Exercise task A
Reproduce the rows word for word, everything from the start of the rows down to the line that contains "(407, 1229)", with that line included.

Text block
Jim Gold of Steward Partners

Steward Partners CEO talks about the value of its equity ownership model, why the wirehouses have already lost, and plans to continue the firm’s M&A momentum.

For some, the battle for market share between wirehouses and RIAs rages. For others, it’s done and dusted. “The war is over and they lost; that game is over,” says Jim Gold, chief executive at Steward Partners, an employee-owned, hybrid RIA.

A study by Cerulli Edge in early January suggests he might be right. It projected that the wirehouses’ share of assets under management will decrease from 34.1 percent in 2022 to an estimated 27.7 percent in 2027, a drop of 6.4 percentage points. In contrast, over the same period, the AUM share of independent RIAs and hybrid RIAs is predicted to go from a combined 26.7 percent to 31.2 percent.

“We’re passing each other on the elevator,” Gold says. “For every percent they go down, it literally goes to us because we’re taking it.”

He expects the wirehouses’ share of the pie to eventually level out in the teens and believes they remain the ideal home for some advisors, thanks to their depth of resources. But he says they’re not investing in the next generation, who can also find the autonomy, flexibility, and reduced bureaucracy they crave at an independent firm.

Gold instead sees more intense competition on another battle line – within the RIA space. Private equity money has flooded in, allowing some firms to hoover up rivals and smaller players.

It’s dog eat dog, and while Gold is easy company – a colleague described his leadership as “fun, fair, but firm” – he says he’s relentless when it comes to the evolution of Steward. Central to that has been giving his network of about 250 advisors what they want, not what he thinks they want. Providing options is key, and Steward offers a range of affiliation models, including W-2, 1099, and RIA-only (IAR). In 2023, it went multicustodial, adding Pershing to its established partnership with Raymond James.

It’s an approach that has helped Steward become one of the top corporate RIAs in the country, with more than $32 billion in AUM. Last year, armed with a credit facility of $150 million to use only on growth, Gold put it to good use, capping the firm’s M&A activity with the late-year acquisition of Freedom Street Partners, which alone added $3.2 billion in assets and 38 advisors.

Overall, 2023 was a record growth year for Steward, with $43 million in additional revenue growth through recruiting and M&A, and more than $7 billion in assets brought onto the platform. Its legacy advisors – those who have been with the company for two years or more – brought in another billion dollars.

“We have a ton of recruits coming in, and we’re teed up to have another record year,” Gold says. “We could see $10 billion net new assets this year, and I think you could see $50 to $70 million in revenue attracted as well.”

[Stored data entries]
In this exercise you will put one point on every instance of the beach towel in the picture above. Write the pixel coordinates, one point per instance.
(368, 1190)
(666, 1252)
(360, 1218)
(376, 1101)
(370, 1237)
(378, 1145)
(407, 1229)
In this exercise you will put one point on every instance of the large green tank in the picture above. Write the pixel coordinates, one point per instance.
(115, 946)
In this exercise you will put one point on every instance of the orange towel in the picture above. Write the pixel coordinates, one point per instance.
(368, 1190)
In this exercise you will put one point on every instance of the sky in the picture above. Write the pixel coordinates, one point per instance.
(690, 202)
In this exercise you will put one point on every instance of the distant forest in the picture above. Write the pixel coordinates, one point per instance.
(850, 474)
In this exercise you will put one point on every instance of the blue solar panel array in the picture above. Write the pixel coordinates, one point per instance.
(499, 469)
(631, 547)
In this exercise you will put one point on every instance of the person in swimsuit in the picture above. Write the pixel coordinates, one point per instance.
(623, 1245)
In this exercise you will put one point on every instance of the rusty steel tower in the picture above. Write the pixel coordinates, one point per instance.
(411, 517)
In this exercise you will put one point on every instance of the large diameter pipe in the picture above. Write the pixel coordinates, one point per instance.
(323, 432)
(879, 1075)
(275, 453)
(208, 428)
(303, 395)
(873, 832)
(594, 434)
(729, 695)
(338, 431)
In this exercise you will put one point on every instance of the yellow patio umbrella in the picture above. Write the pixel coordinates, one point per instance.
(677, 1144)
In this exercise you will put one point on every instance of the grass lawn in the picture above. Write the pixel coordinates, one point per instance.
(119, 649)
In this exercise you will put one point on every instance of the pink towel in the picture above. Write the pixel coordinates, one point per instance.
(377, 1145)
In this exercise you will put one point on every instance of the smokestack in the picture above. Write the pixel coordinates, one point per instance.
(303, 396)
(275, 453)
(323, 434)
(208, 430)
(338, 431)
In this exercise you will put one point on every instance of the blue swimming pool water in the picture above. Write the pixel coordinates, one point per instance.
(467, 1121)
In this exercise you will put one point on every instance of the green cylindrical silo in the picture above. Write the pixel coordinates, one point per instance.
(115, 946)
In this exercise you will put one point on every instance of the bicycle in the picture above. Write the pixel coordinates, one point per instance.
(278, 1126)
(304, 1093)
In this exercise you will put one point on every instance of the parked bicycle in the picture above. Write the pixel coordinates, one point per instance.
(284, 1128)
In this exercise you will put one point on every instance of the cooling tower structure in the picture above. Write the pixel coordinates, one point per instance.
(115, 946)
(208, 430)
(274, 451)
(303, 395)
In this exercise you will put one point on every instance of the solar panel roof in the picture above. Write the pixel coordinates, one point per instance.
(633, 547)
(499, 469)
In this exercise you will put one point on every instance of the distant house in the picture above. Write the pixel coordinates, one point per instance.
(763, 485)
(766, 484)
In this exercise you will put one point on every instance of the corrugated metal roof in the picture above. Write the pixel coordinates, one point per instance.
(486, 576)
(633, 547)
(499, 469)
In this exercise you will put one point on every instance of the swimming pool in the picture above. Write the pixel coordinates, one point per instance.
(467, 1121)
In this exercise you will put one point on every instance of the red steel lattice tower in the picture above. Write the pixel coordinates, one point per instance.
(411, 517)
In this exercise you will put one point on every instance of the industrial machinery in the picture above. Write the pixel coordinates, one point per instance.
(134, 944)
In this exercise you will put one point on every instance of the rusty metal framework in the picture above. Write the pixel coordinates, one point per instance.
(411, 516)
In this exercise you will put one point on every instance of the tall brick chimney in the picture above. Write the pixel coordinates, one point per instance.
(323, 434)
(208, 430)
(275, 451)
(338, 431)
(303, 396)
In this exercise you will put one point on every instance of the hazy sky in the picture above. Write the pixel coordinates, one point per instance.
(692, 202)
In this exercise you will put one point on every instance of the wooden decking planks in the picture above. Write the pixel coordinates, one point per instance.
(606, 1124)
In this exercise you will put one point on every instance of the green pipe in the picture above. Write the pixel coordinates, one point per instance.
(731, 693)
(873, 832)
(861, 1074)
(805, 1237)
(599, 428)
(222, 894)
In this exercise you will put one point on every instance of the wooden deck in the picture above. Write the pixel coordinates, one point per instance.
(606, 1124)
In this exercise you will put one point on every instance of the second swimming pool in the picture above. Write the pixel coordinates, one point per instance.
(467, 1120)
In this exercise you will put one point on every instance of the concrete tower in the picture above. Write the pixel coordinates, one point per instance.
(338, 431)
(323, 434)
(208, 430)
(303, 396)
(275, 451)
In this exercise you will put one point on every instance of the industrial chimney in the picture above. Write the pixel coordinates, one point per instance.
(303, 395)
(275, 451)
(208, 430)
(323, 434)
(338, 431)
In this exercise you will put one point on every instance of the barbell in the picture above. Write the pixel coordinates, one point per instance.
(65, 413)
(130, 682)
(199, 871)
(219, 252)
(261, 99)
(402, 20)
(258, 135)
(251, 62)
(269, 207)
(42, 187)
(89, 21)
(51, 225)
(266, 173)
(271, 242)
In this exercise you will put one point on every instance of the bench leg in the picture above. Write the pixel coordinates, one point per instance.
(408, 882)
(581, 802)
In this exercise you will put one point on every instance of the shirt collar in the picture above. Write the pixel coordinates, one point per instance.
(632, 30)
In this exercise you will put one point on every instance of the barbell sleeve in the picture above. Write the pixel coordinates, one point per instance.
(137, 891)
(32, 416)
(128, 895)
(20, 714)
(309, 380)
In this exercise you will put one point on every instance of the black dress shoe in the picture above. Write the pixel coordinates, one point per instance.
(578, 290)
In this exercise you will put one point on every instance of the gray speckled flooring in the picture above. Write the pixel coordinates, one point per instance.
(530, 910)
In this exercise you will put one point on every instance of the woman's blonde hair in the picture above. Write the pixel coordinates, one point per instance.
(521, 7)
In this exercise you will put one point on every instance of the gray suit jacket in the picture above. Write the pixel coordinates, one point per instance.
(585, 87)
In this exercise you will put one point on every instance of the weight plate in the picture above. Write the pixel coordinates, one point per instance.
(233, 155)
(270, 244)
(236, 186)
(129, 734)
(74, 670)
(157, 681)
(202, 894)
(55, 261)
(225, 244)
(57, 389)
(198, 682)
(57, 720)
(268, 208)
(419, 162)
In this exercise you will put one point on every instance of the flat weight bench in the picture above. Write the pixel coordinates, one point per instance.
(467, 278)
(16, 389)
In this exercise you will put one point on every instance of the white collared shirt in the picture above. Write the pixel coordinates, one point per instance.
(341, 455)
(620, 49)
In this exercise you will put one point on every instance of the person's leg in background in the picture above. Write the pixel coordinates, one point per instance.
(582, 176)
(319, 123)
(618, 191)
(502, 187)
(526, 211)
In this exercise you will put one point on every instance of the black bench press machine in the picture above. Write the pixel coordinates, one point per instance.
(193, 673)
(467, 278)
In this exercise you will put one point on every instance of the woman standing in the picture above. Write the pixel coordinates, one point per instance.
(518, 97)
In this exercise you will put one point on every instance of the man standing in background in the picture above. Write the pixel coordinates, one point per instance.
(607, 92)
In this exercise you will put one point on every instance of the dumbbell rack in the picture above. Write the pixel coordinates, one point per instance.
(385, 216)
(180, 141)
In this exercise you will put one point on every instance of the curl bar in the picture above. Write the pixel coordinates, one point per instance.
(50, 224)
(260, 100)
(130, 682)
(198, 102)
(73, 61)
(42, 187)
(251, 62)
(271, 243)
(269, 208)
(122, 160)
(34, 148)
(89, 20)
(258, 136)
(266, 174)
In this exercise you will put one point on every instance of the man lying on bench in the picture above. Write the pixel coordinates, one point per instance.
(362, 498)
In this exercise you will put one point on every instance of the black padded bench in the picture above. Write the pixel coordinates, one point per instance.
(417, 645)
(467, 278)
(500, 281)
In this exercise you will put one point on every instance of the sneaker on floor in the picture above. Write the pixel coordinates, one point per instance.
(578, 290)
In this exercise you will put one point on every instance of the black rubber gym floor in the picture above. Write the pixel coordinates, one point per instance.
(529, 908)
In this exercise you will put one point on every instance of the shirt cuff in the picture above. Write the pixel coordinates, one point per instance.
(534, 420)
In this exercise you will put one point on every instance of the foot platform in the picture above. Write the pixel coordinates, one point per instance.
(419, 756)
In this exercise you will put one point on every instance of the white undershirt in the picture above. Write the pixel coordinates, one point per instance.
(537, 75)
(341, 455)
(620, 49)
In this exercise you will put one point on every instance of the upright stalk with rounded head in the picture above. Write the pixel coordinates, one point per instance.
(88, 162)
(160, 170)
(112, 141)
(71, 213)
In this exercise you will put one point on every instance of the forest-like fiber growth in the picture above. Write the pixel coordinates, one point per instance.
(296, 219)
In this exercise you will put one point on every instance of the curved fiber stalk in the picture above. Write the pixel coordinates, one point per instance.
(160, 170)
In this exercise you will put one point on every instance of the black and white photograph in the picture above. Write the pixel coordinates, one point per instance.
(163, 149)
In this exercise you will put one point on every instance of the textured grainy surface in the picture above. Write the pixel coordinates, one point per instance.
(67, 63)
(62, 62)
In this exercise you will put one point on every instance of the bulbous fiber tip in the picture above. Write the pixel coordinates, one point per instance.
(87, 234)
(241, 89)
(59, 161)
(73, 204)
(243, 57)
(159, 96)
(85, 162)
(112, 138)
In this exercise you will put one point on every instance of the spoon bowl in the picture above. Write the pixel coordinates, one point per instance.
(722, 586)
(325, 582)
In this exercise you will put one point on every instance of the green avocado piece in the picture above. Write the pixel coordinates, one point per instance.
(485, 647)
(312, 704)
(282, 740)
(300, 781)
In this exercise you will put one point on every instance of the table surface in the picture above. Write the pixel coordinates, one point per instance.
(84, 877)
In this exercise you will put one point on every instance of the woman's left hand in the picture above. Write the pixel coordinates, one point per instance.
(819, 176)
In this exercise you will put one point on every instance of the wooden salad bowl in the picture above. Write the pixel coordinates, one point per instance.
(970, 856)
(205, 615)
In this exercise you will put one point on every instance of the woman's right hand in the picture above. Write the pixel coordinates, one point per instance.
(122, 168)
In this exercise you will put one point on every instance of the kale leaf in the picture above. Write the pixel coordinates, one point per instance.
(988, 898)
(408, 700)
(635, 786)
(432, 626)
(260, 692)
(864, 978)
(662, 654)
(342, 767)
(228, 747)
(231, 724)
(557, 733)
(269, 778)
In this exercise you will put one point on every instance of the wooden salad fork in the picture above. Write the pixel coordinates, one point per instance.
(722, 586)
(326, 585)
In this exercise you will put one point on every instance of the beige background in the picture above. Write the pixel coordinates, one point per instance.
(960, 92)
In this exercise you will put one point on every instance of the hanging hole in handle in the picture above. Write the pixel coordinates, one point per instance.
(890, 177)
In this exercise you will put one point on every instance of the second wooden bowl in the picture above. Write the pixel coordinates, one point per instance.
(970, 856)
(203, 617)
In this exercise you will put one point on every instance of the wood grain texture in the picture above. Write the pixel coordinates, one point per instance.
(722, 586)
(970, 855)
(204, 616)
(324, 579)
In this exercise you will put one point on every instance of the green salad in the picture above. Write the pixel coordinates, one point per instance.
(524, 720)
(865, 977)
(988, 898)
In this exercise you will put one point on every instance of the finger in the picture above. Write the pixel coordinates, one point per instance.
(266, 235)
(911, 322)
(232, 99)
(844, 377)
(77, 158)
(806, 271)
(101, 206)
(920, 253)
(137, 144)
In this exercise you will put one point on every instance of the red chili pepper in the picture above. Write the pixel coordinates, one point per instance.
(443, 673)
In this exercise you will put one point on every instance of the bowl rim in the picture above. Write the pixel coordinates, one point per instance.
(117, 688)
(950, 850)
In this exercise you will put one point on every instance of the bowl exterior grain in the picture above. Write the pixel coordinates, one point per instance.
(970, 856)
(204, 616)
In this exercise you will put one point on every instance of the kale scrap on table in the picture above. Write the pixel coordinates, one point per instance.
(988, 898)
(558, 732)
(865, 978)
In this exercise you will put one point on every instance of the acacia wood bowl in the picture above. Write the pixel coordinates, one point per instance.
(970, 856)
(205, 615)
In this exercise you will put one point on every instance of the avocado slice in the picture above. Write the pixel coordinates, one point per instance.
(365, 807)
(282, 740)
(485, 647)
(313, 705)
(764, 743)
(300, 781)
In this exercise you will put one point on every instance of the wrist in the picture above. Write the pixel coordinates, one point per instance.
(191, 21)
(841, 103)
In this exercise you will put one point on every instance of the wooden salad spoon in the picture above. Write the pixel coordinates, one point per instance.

Exercise task B
Pick up the article about Jim Gold and Steward Partners after its final sentence and continue it.

Answer A
In this exercise you will put one point on every instance of the beach towel in the picture above. Write the pixel coordinates, one point per instance.
(368, 1190)
(666, 1252)
(360, 1218)
(376, 1101)
(370, 1237)
(378, 1145)
(407, 1229)

Answer B
‘DESTRUCTION OF THE WIREHOUSE CULTURE’

Gold has come a long way since he cold-called New Yorkers as a Smith Barney trainee before taking on various roles at the firm, including branch management. The company believed its leaders should be people who have done the job of the people they are leading. He learned a lot and believes there is a lineage of Smith Barney culture that has carried through to Steward.

Morgan Stanley acquired Smith Barney in 2009 (Citigroup was also part of the deal but soon sold its shares to Morgan Stanley), and by then, Gold was hearing more and more about independent firms like Hightower and Dynasty. He saw what he calls “the destruction of the wirehouse culture from the inside,” and, in 2013, as a co-founder, he launched Steward with the aim of building a true partnership. To that end, everyone who works for Steward is an equity owner. “It’s our firm,” Gold stresses. “It created a real alignment.”

In a nod to what he sees as the positive side of working for a wirehouse, Steward wanted a high service level and coined the phrase “Independence with infrastructure.” The mission was to give advisors the best of both worlds – the resources and platform of a Big Four firm and the superior payout and autonomy synonymous with independence – and get rid of the downsides of both.

READY FOR MORE

After taking in capital for the first time in 2019 and 2021, Gold foresees a series of further liquidity events that will provide more ammunition for growth as well as allow advisors to benefit from profit-sharing. Steward has also extended its credit facility to continue its M&A momentum in 2024.

While regulation, compliance, and cybersecurity requirements are beating up many smaller RIAs, the cost of financing is also pushing down the valuation of these firms at the same time the valuation of firms like Steward increase. Gold believes this price divergence leaves Steward well positioned.

“I’m not a doomsday guy,” he says, “but you can see a flat to down market this year. There was all this euphoria about rates coming down, but it looks like they’re not going to come down as quickly [as expected]. If you go into a period where markets are flattish to maybe down a hair, capital is still constrained by that, and firms like Steward are just primed to win even more.”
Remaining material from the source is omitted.